- [TASK INPUTS]
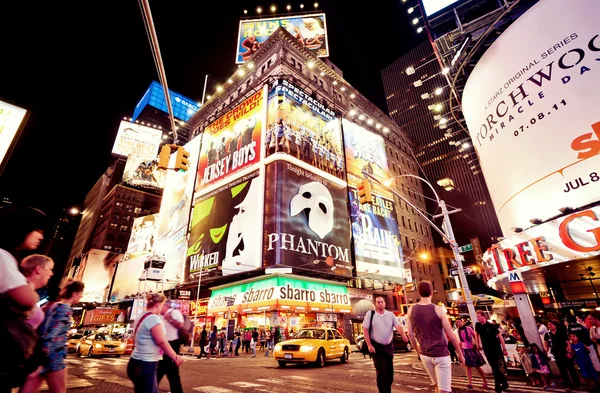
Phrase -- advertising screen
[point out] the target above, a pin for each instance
(310, 30)
(303, 127)
(364, 150)
(143, 172)
(96, 270)
(11, 118)
(531, 106)
(173, 220)
(306, 221)
(225, 229)
(377, 246)
(137, 140)
(232, 142)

- [REQUIREMENTS]
Please switch "target" to "object" throughout the lines above and write them all out again with nothing else changed, leaving the pictures out.

- [WRITTEN SOLUTION]
Phrase -- advertising screen
[point out] the object above, a pin for each instance
(310, 30)
(303, 127)
(364, 150)
(143, 172)
(96, 270)
(11, 118)
(531, 106)
(173, 220)
(306, 221)
(225, 229)
(377, 246)
(137, 140)
(232, 142)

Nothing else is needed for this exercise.